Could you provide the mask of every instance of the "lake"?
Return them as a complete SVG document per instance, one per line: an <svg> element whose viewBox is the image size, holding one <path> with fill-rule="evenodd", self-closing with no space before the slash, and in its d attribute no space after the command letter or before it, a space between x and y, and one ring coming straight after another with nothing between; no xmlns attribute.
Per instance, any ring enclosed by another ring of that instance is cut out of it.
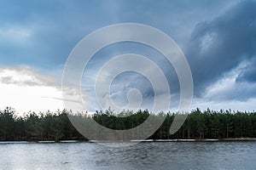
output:
<svg viewBox="0 0 256 170"><path fill-rule="evenodd" d="M256 142L1 143L0 169L255 169Z"/></svg>

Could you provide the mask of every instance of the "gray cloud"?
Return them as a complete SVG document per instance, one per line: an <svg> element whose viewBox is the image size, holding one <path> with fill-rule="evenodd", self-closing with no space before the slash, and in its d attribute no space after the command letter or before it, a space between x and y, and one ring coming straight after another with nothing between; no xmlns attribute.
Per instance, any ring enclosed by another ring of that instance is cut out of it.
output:
<svg viewBox="0 0 256 170"><path fill-rule="evenodd" d="M256 2L236 3L212 20L197 24L186 49L195 95L240 63L255 58ZM254 79L253 66L241 76ZM240 78L241 79L241 78Z"/></svg>

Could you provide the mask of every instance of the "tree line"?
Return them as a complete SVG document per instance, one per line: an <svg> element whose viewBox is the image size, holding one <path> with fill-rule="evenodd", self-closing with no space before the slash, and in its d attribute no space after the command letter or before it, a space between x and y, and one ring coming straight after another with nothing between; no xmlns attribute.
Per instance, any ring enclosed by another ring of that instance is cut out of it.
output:
<svg viewBox="0 0 256 170"><path fill-rule="evenodd" d="M13 108L0 110L0 140L44 141L86 140L72 125L67 110L46 113L28 112L18 116ZM126 110L114 114L110 109L96 111L91 118L101 125L118 130L130 129L143 123L148 110ZM174 134L169 133L176 113L154 114L155 118L166 116L159 129L148 139L230 139L256 138L256 112L218 111L207 109L192 110L181 128Z"/></svg>

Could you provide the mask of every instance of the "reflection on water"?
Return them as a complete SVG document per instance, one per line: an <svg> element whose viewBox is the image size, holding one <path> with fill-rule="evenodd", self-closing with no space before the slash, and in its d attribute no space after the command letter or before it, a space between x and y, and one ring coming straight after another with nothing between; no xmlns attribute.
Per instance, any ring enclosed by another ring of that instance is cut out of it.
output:
<svg viewBox="0 0 256 170"><path fill-rule="evenodd" d="M256 142L0 144L0 169L254 169Z"/></svg>

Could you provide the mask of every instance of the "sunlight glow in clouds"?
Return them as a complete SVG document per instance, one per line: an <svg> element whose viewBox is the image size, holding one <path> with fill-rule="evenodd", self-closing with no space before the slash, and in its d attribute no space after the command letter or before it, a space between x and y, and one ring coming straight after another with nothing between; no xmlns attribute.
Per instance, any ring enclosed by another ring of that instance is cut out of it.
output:
<svg viewBox="0 0 256 170"><path fill-rule="evenodd" d="M0 108L11 106L20 114L62 110L61 89L53 82L28 68L0 68Z"/></svg>

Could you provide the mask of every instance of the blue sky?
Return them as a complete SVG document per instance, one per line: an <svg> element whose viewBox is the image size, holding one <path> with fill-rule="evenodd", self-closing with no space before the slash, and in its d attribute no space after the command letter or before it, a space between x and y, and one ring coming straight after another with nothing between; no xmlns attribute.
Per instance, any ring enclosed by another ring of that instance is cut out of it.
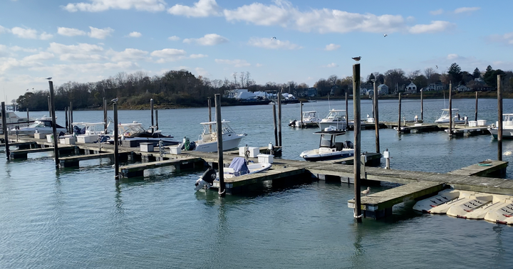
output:
<svg viewBox="0 0 513 269"><path fill-rule="evenodd" d="M513 69L513 2L482 1L1 0L7 102L68 81L187 69L211 80L313 86L331 75L452 63ZM384 36L385 34L388 36ZM272 38L276 37L276 39ZM0 98L4 100L4 98Z"/></svg>

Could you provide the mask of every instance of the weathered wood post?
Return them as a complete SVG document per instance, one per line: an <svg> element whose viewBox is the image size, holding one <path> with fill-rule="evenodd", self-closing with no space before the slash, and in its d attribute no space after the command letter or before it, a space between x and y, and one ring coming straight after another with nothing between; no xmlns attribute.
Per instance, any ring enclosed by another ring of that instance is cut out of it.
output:
<svg viewBox="0 0 513 269"><path fill-rule="evenodd" d="M452 137L452 82L449 82L449 136Z"/></svg>
<svg viewBox="0 0 513 269"><path fill-rule="evenodd" d="M424 91L420 90L420 120L424 122ZM416 122L415 122L416 123Z"/></svg>
<svg viewBox="0 0 513 269"><path fill-rule="evenodd" d="M273 122L274 123L274 145L278 147L278 127L276 119L276 105L273 105Z"/></svg>
<svg viewBox="0 0 513 269"><path fill-rule="evenodd" d="M374 80L374 100L373 102L373 107L374 107L374 127L375 128L375 146L376 146L376 153L380 153L380 145L379 145L379 112L378 111L378 99L379 98L379 96L378 96L378 87L375 84L375 80Z"/></svg>
<svg viewBox="0 0 513 269"><path fill-rule="evenodd" d="M347 110L346 110L347 111ZM361 117L360 112L360 64L353 65L353 112L354 113L354 181L355 181L355 214L357 222L362 222L361 202L360 193L360 176L361 166L360 164Z"/></svg>
<svg viewBox="0 0 513 269"><path fill-rule="evenodd" d="M7 119L6 118L6 111L5 109L5 102L1 102L1 113L2 113L2 130L4 131L4 140L5 140L5 147L6 147L6 155L7 157L7 159L9 159L11 157L11 152L9 149L9 133L7 130Z"/></svg>
<svg viewBox="0 0 513 269"><path fill-rule="evenodd" d="M303 101L299 102L299 107L301 107L301 127L303 128Z"/></svg>
<svg viewBox="0 0 513 269"><path fill-rule="evenodd" d="M113 110L114 112L114 179L119 180L119 156L118 147L119 144L118 141L118 103L114 102L113 103Z"/></svg>
<svg viewBox="0 0 513 269"><path fill-rule="evenodd" d="M398 120L398 132L400 134L400 93L399 93L399 120Z"/></svg>
<svg viewBox="0 0 513 269"><path fill-rule="evenodd" d="M155 132L155 128L153 127L153 125L155 122L153 122L153 98L150 99L150 110L152 113L152 134Z"/></svg>
<svg viewBox="0 0 513 269"><path fill-rule="evenodd" d="M222 153L222 121L221 119L221 95L215 94L215 106L216 106L216 127L217 127L217 164L219 164L219 194L224 196L226 194L224 186L224 169L223 163Z"/></svg>
<svg viewBox="0 0 513 269"><path fill-rule="evenodd" d="M278 146L281 147L281 92L278 93Z"/></svg>
<svg viewBox="0 0 513 269"><path fill-rule="evenodd" d="M107 99L103 97L103 132L107 134L107 125L108 125L108 120L107 120Z"/></svg>
<svg viewBox="0 0 513 269"><path fill-rule="evenodd" d="M501 90L501 75L497 75L497 159L502 160L502 91Z"/></svg>
<svg viewBox="0 0 513 269"><path fill-rule="evenodd" d="M53 95L53 82L48 81L50 85L50 99L51 115L52 115L52 134L53 134L53 155L55 156L56 168L58 168L58 146L57 144L57 127L56 126L55 118L55 96Z"/></svg>
<svg viewBox="0 0 513 269"><path fill-rule="evenodd" d="M477 121L477 92L476 92L476 111L474 115L474 120Z"/></svg>

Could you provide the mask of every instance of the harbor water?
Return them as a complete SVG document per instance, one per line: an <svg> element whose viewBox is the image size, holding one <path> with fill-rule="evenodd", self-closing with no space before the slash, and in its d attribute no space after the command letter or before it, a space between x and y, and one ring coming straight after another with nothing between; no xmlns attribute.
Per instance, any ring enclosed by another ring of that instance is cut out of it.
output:
<svg viewBox="0 0 513 269"><path fill-rule="evenodd" d="M362 100L363 118L371 114L371 104ZM478 118L494 123L497 100L480 100L479 105ZM452 107L473 120L475 100L455 100ZM425 122L434 122L443 107L443 100L425 100ZM322 117L330 108L345 109L345 102L306 103L303 110ZM397 121L398 109L397 100L380 101L380 120ZM351 101L348 110L353 118ZM420 119L420 100L403 100L401 117ZM301 159L302 151L318 147L316 130L287 126L299 111L299 104L283 106L284 159ZM513 112L513 100L504 100L504 111ZM56 115L63 125L64 113ZM149 110L118 115L121 123L150 125ZM222 115L247 134L241 145L274 142L271 105L225 107ZM163 134L195 140L208 110L162 110L158 117ZM103 112L75 111L73 118L100 122ZM491 135L380 132L392 169L445 173L497 157ZM374 137L374 130L362 131L363 151L375 151ZM505 140L503 159L511 163L513 141ZM164 167L116 182L108 159L56 170L51 152L3 160L0 167L1 268L509 268L513 262L507 243L513 227L423 214L412 210L413 201L395 206L390 217L357 224L347 206L353 185L347 184L266 182L250 193L220 198L214 191L194 191L201 169ZM507 179L512 171L507 169ZM371 193L384 188L371 186Z"/></svg>

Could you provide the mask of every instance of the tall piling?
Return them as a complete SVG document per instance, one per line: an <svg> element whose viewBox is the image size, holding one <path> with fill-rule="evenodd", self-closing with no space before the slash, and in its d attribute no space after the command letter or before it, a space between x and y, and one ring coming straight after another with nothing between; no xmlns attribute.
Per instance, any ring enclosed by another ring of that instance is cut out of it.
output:
<svg viewBox="0 0 513 269"><path fill-rule="evenodd" d="M346 110L347 111L347 110ZM354 113L354 186L355 186L355 214L357 222L362 222L361 201L360 193L360 176L361 164L360 155L361 155L361 128L360 112L360 64L353 65L353 112Z"/></svg>
<svg viewBox="0 0 513 269"><path fill-rule="evenodd" d="M502 90L501 75L497 75L497 159L502 160Z"/></svg>
<svg viewBox="0 0 513 269"><path fill-rule="evenodd" d="M50 85L50 100L52 115L52 134L53 134L53 156L55 156L56 168L58 168L58 146L57 144L57 127L56 126L56 117L55 117L55 95L53 95L53 82L48 81Z"/></svg>
<svg viewBox="0 0 513 269"><path fill-rule="evenodd" d="M222 125L221 123L221 95L215 94L215 106L216 106L216 127L217 127L217 164L219 164L219 194L224 196L226 194L224 186L224 169L223 165L223 153L222 153ZM221 138L221 139L219 139Z"/></svg>
<svg viewBox="0 0 513 269"><path fill-rule="evenodd" d="M374 128L375 128L375 146L376 153L380 153L380 144L379 144L379 112L378 111L378 86L375 84L375 80L374 80L374 99L373 100L373 106L374 107Z"/></svg>
<svg viewBox="0 0 513 269"><path fill-rule="evenodd" d="M119 143L118 141L118 103L114 102L113 103L113 110L114 112L114 179L119 180L119 156L118 156L118 147Z"/></svg>
<svg viewBox="0 0 513 269"><path fill-rule="evenodd" d="M7 115L6 109L5 109L5 102L1 102L1 113L2 113L2 131L4 131L4 140L5 143L5 152L6 152L6 157L7 159L9 159L11 157L11 152L9 149L9 131L7 130L7 118L6 117L6 115Z"/></svg>

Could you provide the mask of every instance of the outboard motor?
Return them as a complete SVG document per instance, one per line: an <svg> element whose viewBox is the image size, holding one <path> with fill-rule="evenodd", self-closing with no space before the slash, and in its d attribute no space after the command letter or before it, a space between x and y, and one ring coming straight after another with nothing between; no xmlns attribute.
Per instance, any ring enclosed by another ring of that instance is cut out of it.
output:
<svg viewBox="0 0 513 269"><path fill-rule="evenodd" d="M210 189L210 186L214 184L214 181L217 178L215 170L212 168L209 168L203 173L202 177L196 181L195 191L200 189L203 189L204 186L207 186L207 189Z"/></svg>

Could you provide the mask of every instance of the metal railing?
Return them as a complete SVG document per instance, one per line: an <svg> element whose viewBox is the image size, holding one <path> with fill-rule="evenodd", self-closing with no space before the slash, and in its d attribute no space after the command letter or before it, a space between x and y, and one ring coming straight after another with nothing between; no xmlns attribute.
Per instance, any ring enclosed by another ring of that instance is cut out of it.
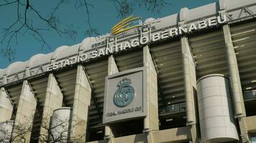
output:
<svg viewBox="0 0 256 143"><path fill-rule="evenodd" d="M166 107L161 109L160 114L174 114L186 112L186 103L168 105Z"/></svg>

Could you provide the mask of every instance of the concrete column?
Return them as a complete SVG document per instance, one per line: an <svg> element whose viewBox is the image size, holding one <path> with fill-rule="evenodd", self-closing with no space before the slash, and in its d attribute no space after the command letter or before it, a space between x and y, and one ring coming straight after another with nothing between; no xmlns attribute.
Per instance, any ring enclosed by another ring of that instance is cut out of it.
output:
<svg viewBox="0 0 256 143"><path fill-rule="evenodd" d="M13 105L4 87L0 89L0 122L11 119Z"/></svg>
<svg viewBox="0 0 256 143"><path fill-rule="evenodd" d="M157 104L157 74L148 46L143 47L143 63L147 69L147 116L144 119L144 132L159 129ZM152 141L149 141L152 142Z"/></svg>
<svg viewBox="0 0 256 143"><path fill-rule="evenodd" d="M14 142L29 142L36 107L37 100L32 89L28 82L24 80L12 132Z"/></svg>
<svg viewBox="0 0 256 143"><path fill-rule="evenodd" d="M243 142L249 141L247 131L246 129L246 117L244 98L242 96L242 86L236 54L234 49L231 33L228 24L222 27L226 45L226 56L228 62L230 84L232 87L233 102L235 111L235 117L238 118L238 122Z"/></svg>
<svg viewBox="0 0 256 143"><path fill-rule="evenodd" d="M196 132L196 119L195 107L196 100L195 90L196 89L196 65L193 54L188 44L188 38L183 36L180 39L182 61L183 68L186 109L187 124L190 127L191 140L198 142Z"/></svg>
<svg viewBox="0 0 256 143"><path fill-rule="evenodd" d="M52 116L53 111L62 107L63 99L63 96L55 77L52 74L50 74L40 128L40 142L45 142L45 140L47 140L50 118Z"/></svg>
<svg viewBox="0 0 256 143"><path fill-rule="evenodd" d="M85 142L91 89L81 65L78 66L70 129L71 141Z"/></svg>
<svg viewBox="0 0 256 143"><path fill-rule="evenodd" d="M119 72L116 62L114 61L114 58L113 55L109 56L108 62L108 75L116 74ZM108 142L114 142L114 135L111 129L109 126L105 126L105 137L108 140Z"/></svg>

##############################

→ TO DO
Count the lines in the material above that contain the string "water", treating uppercase and lowercase as different. Give only the number.

→ TASK OUTPUT
2